Exercise directions ▸
In the article about Sung-Yueng Ki below, reproduce word for word the passage from "Club: Celtic (Scotland)" up to and including "first team player.".

Since Japan and South Korea were joint hosts of the 2002 World Cup finals, football in Asia has been on the up.

South Korean midfielder Sung-Yueng Ki was just 13-years-old when his country got all the way to the semi-finals, where they bravely succumbed to a strong German outfit.

Back then, it was clear to see that the South Koreans were tactically astute and possessed some talented, hard working and naturally gifted individual players. 

Ki was educated in Australia as a teenager and became fluent in English after living out there. He began his footballing career in his homeland of South Korea at FC Seoul. The midfielder joined the club in 2007 and made 64 appearances, scoring seven goals in the process.

His exploits in the K-League earned him a move to Scotland after Tony Mowbray – who was manager at the time – persuaded The Bhoys' board to part with £2.1m in January of 2010. Ki has been an integral part of the Celtic team ever since. After joining midway through the 2009/10 season, the midfielder featured for his new club 10 times. 

Mowbray was sacked midway through the 2009/10 season and was replaced by Neill Lennon. Although Ki was not a Lennon signing, the midfielder still played a significant role in the Northern Irishman's first full season in charge. In the 2010/11 season, Ki notched up 35 appearances for Celtic and scored his first goal for the club in a game against St Mirren.

Sung-Yueng Ki

D.O.B: 24.01.1989 (22)
Nationality: South Korean (24 caps)
Club: Celtic (Scotland)
Position: Midfielder

This season, Ki has continued where he left off last. Celtic have played nine league games so far and the reigning Young Asian Player of the Year has played in all but one of those games.

He has featured in each of Celtic's four Europa League fixtures this season. The midfielder is also a key man in the Korean national team.

At 22-years-old, he already has 24 international caps to his name and is an established regular first team player.

He is regarded as one of the brightest talents to come from South Korea since Manchester United winger Ji-Sung Park.

Unlike his compatriot at United, Ki is a forward-thinking central midfielder who is comfortable in possession of the ball and plays with an elegance. He is a great passer and possesses a lethal shot.

Naturally right footed, he can strike the ball well and has great vision for a pass. He left foot is just as effective.

The midfielder definitely looks set to have a bright future ahead of him. He has experience at the highest level of international football after featuring in all of South Korea's games in the 2010 World Cup and he also has Champions League and Europa League experience with Celtic.

If he maintains his consistent good form under Lennon, it will only be a matter of time until we see the South Korean playing for one of Europe's top clubs.

Data on where objects are located ▸
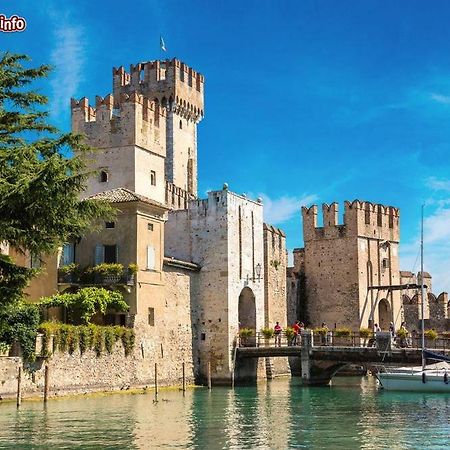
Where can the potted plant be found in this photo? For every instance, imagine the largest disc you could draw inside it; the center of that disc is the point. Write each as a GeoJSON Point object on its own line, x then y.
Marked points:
{"type": "Point", "coordinates": [364, 334]}
{"type": "Point", "coordinates": [247, 336]}
{"type": "Point", "coordinates": [342, 336]}
{"type": "Point", "coordinates": [268, 334]}
{"type": "Point", "coordinates": [430, 338]}
{"type": "Point", "coordinates": [107, 273]}
{"type": "Point", "coordinates": [66, 274]}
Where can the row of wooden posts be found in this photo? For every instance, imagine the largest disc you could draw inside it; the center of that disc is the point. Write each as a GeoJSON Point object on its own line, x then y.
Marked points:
{"type": "Point", "coordinates": [47, 378]}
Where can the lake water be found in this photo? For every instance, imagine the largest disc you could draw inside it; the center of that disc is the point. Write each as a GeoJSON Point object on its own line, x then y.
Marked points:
{"type": "Point", "coordinates": [279, 414]}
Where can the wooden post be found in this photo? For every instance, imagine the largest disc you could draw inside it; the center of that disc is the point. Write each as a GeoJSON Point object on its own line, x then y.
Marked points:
{"type": "Point", "coordinates": [184, 379]}
{"type": "Point", "coordinates": [19, 387]}
{"type": "Point", "coordinates": [156, 380]}
{"type": "Point", "coordinates": [209, 375]}
{"type": "Point", "coordinates": [46, 379]}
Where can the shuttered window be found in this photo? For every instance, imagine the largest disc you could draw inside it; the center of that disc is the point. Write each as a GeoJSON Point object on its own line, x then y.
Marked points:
{"type": "Point", "coordinates": [150, 257]}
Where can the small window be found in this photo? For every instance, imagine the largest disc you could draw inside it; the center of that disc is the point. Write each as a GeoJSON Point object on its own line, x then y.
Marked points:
{"type": "Point", "coordinates": [35, 262]}
{"type": "Point", "coordinates": [110, 254]}
{"type": "Point", "coordinates": [104, 176]}
{"type": "Point", "coordinates": [151, 317]}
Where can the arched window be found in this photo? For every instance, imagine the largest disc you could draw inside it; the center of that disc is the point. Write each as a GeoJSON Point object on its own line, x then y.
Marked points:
{"type": "Point", "coordinates": [104, 176]}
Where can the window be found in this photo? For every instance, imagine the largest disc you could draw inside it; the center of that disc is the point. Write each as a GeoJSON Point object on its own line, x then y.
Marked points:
{"type": "Point", "coordinates": [67, 255]}
{"type": "Point", "coordinates": [35, 261]}
{"type": "Point", "coordinates": [104, 176]}
{"type": "Point", "coordinates": [151, 317]}
{"type": "Point", "coordinates": [150, 258]}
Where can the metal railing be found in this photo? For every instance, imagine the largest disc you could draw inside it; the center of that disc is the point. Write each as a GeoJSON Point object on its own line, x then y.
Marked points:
{"type": "Point", "coordinates": [337, 339]}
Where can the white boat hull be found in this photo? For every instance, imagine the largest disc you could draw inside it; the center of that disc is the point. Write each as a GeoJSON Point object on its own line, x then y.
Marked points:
{"type": "Point", "coordinates": [413, 382]}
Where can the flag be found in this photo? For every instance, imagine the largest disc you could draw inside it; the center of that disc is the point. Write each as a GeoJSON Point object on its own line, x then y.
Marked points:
{"type": "Point", "coordinates": [162, 45]}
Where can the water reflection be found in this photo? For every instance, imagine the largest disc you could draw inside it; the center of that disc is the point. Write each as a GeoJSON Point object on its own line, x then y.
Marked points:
{"type": "Point", "coordinates": [277, 415]}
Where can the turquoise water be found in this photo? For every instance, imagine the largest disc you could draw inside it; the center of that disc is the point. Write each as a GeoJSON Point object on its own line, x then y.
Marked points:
{"type": "Point", "coordinates": [280, 414]}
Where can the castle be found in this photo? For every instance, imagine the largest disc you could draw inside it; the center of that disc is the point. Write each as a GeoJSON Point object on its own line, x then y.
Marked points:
{"type": "Point", "coordinates": [208, 267]}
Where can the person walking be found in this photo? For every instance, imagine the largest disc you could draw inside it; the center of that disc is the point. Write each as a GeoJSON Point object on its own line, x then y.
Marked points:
{"type": "Point", "coordinates": [277, 330]}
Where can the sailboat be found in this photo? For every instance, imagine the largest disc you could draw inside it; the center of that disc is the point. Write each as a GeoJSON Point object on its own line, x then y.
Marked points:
{"type": "Point", "coordinates": [425, 378]}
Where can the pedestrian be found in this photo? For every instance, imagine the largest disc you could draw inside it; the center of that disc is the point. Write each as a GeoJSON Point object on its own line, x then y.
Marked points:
{"type": "Point", "coordinates": [277, 330]}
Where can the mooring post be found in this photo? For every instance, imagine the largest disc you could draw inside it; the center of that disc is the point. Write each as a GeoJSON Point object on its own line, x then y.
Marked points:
{"type": "Point", "coordinates": [46, 382]}
{"type": "Point", "coordinates": [209, 375]}
{"type": "Point", "coordinates": [184, 379]}
{"type": "Point", "coordinates": [19, 387]}
{"type": "Point", "coordinates": [156, 380]}
{"type": "Point", "coordinates": [307, 344]}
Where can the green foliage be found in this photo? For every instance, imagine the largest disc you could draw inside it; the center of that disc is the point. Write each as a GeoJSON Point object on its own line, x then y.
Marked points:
{"type": "Point", "coordinates": [289, 332]}
{"type": "Point", "coordinates": [321, 331]}
{"type": "Point", "coordinates": [4, 347]}
{"type": "Point", "coordinates": [431, 334]}
{"type": "Point", "coordinates": [133, 269]}
{"type": "Point", "coordinates": [342, 332]}
{"type": "Point", "coordinates": [69, 338]}
{"type": "Point", "coordinates": [40, 187]}
{"type": "Point", "coordinates": [268, 333]}
{"type": "Point", "coordinates": [108, 269]}
{"type": "Point", "coordinates": [402, 333]}
{"type": "Point", "coordinates": [69, 268]}
{"type": "Point", "coordinates": [365, 333]}
{"type": "Point", "coordinates": [18, 322]}
{"type": "Point", "coordinates": [85, 303]}
{"type": "Point", "coordinates": [246, 332]}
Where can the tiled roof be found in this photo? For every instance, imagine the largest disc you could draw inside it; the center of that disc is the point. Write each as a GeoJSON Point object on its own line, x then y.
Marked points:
{"type": "Point", "coordinates": [123, 195]}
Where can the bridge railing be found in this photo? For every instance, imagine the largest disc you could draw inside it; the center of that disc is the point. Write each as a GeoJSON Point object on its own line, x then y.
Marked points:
{"type": "Point", "coordinates": [337, 339]}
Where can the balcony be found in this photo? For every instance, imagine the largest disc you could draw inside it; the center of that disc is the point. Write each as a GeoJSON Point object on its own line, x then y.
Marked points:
{"type": "Point", "coordinates": [102, 274]}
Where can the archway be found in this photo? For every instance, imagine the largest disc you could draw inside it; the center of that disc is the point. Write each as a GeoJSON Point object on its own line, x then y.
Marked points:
{"type": "Point", "coordinates": [247, 309]}
{"type": "Point", "coordinates": [384, 314]}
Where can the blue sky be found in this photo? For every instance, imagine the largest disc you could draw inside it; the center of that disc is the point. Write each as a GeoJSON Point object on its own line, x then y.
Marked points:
{"type": "Point", "coordinates": [312, 101]}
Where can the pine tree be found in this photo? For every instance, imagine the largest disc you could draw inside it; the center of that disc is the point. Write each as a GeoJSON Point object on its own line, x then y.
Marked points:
{"type": "Point", "coordinates": [39, 185]}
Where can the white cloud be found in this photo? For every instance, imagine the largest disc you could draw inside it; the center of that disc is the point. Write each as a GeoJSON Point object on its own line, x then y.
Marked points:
{"type": "Point", "coordinates": [282, 209]}
{"type": "Point", "coordinates": [68, 59]}
{"type": "Point", "coordinates": [437, 184]}
{"type": "Point", "coordinates": [444, 99]}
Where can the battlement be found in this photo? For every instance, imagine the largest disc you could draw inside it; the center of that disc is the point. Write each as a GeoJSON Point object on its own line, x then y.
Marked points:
{"type": "Point", "coordinates": [170, 82]}
{"type": "Point", "coordinates": [125, 119]}
{"type": "Point", "coordinates": [361, 218]}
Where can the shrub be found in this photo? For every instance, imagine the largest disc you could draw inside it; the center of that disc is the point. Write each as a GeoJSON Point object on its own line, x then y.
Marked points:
{"type": "Point", "coordinates": [246, 332]}
{"type": "Point", "coordinates": [321, 331]}
{"type": "Point", "coordinates": [431, 334]}
{"type": "Point", "coordinates": [289, 332]}
{"type": "Point", "coordinates": [365, 333]}
{"type": "Point", "coordinates": [268, 333]}
{"type": "Point", "coordinates": [402, 333]}
{"type": "Point", "coordinates": [342, 332]}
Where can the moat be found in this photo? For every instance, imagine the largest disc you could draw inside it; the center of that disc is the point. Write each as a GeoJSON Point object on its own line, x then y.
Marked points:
{"type": "Point", "coordinates": [280, 414]}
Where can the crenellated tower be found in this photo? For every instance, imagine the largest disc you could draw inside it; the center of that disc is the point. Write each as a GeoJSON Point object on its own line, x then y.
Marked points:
{"type": "Point", "coordinates": [146, 131]}
{"type": "Point", "coordinates": [349, 267]}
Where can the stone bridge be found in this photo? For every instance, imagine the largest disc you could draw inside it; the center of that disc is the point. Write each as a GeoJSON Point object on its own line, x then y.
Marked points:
{"type": "Point", "coordinates": [319, 363]}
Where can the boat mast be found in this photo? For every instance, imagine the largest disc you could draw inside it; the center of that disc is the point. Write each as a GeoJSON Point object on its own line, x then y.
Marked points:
{"type": "Point", "coordinates": [422, 290]}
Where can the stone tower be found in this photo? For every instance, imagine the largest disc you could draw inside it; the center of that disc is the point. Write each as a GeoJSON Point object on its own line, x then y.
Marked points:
{"type": "Point", "coordinates": [348, 267]}
{"type": "Point", "coordinates": [146, 131]}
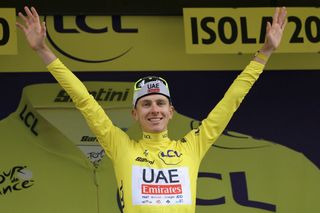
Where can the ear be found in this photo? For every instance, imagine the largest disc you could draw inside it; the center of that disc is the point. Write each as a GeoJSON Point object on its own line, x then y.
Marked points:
{"type": "Point", "coordinates": [134, 114]}
{"type": "Point", "coordinates": [171, 111]}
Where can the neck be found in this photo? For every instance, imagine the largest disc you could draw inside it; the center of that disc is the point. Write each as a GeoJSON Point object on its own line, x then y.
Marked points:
{"type": "Point", "coordinates": [156, 136]}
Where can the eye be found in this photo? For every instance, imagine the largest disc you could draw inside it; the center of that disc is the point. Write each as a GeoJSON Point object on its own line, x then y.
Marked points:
{"type": "Point", "coordinates": [146, 104]}
{"type": "Point", "coordinates": [161, 103]}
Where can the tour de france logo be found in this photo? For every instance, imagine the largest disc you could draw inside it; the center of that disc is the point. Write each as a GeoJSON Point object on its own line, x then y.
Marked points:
{"type": "Point", "coordinates": [15, 179]}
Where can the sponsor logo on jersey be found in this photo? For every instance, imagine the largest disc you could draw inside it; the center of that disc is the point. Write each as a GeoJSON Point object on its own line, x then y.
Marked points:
{"type": "Point", "coordinates": [141, 159]}
{"type": "Point", "coordinates": [15, 179]}
{"type": "Point", "coordinates": [160, 186]}
{"type": "Point", "coordinates": [99, 95]}
{"type": "Point", "coordinates": [86, 138]}
{"type": "Point", "coordinates": [170, 157]}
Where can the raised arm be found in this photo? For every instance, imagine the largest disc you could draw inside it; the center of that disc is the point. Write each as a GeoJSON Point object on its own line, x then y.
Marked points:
{"type": "Point", "coordinates": [273, 35]}
{"type": "Point", "coordinates": [220, 116]}
{"type": "Point", "coordinates": [35, 33]}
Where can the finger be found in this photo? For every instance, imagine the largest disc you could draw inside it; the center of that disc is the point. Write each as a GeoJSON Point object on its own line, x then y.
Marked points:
{"type": "Point", "coordinates": [268, 27]}
{"type": "Point", "coordinates": [23, 17]}
{"type": "Point", "coordinates": [35, 13]}
{"type": "Point", "coordinates": [44, 29]}
{"type": "Point", "coordinates": [282, 17]}
{"type": "Point", "coordinates": [21, 27]}
{"type": "Point", "coordinates": [275, 16]}
{"type": "Point", "coordinates": [28, 12]}
{"type": "Point", "coordinates": [284, 24]}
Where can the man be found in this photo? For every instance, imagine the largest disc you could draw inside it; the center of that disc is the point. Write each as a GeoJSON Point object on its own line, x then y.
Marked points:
{"type": "Point", "coordinates": [154, 174]}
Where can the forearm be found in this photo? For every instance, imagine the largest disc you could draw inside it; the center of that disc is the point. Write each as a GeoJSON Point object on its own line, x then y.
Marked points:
{"type": "Point", "coordinates": [46, 55]}
{"type": "Point", "coordinates": [220, 116]}
{"type": "Point", "coordinates": [69, 82]}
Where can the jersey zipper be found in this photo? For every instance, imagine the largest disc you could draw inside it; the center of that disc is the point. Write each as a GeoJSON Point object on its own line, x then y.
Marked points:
{"type": "Point", "coordinates": [96, 183]}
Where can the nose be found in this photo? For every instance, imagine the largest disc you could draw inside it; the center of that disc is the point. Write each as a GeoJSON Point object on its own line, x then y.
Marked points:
{"type": "Point", "coordinates": [154, 108]}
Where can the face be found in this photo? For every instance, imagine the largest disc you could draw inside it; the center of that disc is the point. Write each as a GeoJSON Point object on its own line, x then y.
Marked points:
{"type": "Point", "coordinates": [153, 112]}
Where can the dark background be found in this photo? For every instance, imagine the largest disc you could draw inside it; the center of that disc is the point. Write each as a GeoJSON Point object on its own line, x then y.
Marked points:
{"type": "Point", "coordinates": [142, 7]}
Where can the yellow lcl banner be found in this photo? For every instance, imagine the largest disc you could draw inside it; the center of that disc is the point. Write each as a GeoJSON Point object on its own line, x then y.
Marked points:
{"type": "Point", "coordinates": [242, 30]}
{"type": "Point", "coordinates": [8, 38]}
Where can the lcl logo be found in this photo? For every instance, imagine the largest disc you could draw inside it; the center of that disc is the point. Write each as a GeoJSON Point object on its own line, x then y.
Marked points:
{"type": "Point", "coordinates": [81, 25]}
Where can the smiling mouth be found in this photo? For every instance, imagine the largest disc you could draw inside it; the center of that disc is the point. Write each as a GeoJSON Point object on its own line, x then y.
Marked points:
{"type": "Point", "coordinates": [154, 120]}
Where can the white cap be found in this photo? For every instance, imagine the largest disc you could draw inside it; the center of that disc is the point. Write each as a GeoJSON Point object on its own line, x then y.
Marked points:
{"type": "Point", "coordinates": [150, 85]}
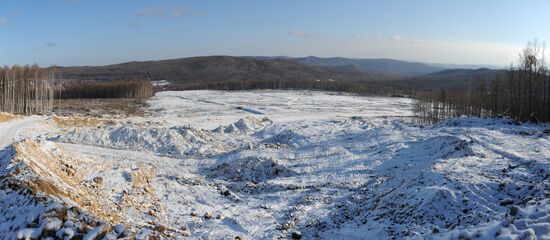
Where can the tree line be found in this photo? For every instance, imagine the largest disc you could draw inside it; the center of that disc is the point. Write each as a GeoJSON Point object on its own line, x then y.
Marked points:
{"type": "Point", "coordinates": [32, 90]}
{"type": "Point", "coordinates": [357, 87]}
{"type": "Point", "coordinates": [26, 89]}
{"type": "Point", "coordinates": [523, 93]}
{"type": "Point", "coordinates": [106, 89]}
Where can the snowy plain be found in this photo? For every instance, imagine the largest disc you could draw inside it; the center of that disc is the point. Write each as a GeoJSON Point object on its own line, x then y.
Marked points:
{"type": "Point", "coordinates": [284, 164]}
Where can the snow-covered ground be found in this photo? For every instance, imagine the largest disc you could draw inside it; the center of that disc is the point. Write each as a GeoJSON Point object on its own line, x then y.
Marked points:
{"type": "Point", "coordinates": [277, 164]}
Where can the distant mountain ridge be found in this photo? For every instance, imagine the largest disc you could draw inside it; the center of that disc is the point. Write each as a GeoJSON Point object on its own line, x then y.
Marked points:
{"type": "Point", "coordinates": [382, 65]}
{"type": "Point", "coordinates": [217, 69]}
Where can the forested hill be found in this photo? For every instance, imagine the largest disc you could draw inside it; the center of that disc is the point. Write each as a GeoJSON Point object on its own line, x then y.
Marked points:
{"type": "Point", "coordinates": [217, 69]}
{"type": "Point", "coordinates": [202, 72]}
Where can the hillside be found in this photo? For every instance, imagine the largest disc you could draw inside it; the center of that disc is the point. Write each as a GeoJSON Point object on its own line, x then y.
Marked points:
{"type": "Point", "coordinates": [450, 78]}
{"type": "Point", "coordinates": [385, 66]}
{"type": "Point", "coordinates": [201, 71]}
{"type": "Point", "coordinates": [213, 69]}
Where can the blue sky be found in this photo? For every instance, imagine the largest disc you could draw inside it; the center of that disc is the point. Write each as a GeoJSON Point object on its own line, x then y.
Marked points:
{"type": "Point", "coordinates": [86, 32]}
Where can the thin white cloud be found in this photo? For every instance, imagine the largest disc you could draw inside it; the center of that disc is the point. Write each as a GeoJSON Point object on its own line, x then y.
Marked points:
{"type": "Point", "coordinates": [298, 33]}
{"type": "Point", "coordinates": [46, 45]}
{"type": "Point", "coordinates": [150, 12]}
{"type": "Point", "coordinates": [396, 38]}
{"type": "Point", "coordinates": [133, 24]}
{"type": "Point", "coordinates": [168, 12]}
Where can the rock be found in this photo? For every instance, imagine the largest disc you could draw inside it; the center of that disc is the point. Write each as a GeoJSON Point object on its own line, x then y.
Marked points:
{"type": "Point", "coordinates": [160, 228]}
{"type": "Point", "coordinates": [514, 211]}
{"type": "Point", "coordinates": [119, 228]}
{"type": "Point", "coordinates": [65, 233]}
{"type": "Point", "coordinates": [98, 180]}
{"type": "Point", "coordinates": [110, 236]}
{"type": "Point", "coordinates": [51, 226]}
{"type": "Point", "coordinates": [296, 235]}
{"type": "Point", "coordinates": [97, 233]}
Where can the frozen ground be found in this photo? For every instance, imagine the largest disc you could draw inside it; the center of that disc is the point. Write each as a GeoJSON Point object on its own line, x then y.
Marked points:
{"type": "Point", "coordinates": [276, 164]}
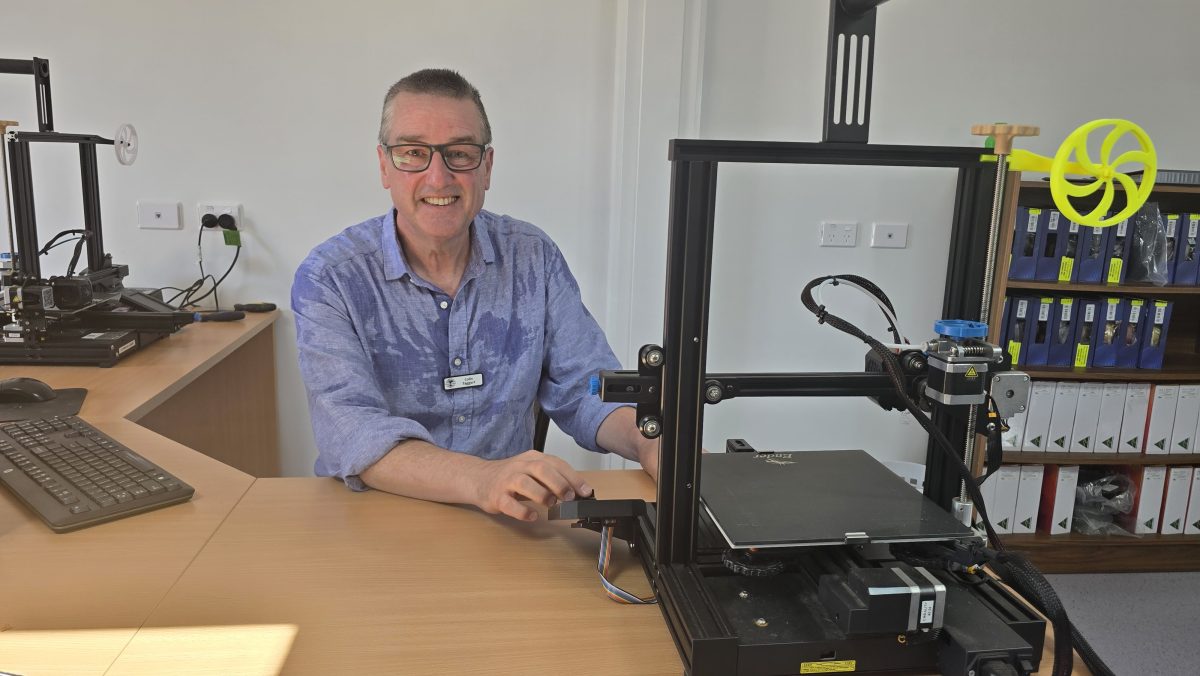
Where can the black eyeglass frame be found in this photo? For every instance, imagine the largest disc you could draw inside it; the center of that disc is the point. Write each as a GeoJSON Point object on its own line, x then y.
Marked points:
{"type": "Point", "coordinates": [441, 150]}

The reply ▸
Club: Celtic (Scotland)
Position: Midfielder

This season, Ki has continued where he left off last. Celtic have played nine league games so far and the reigning Young Asian Player of the Year has played in all but one of those games.

He has featured in each of Celtic's four Europa League fixtures this season. The midfielder is also a key man in the Korean national team.

At 22-years-old, he already has 24 international caps to his name and is an established regular first team player.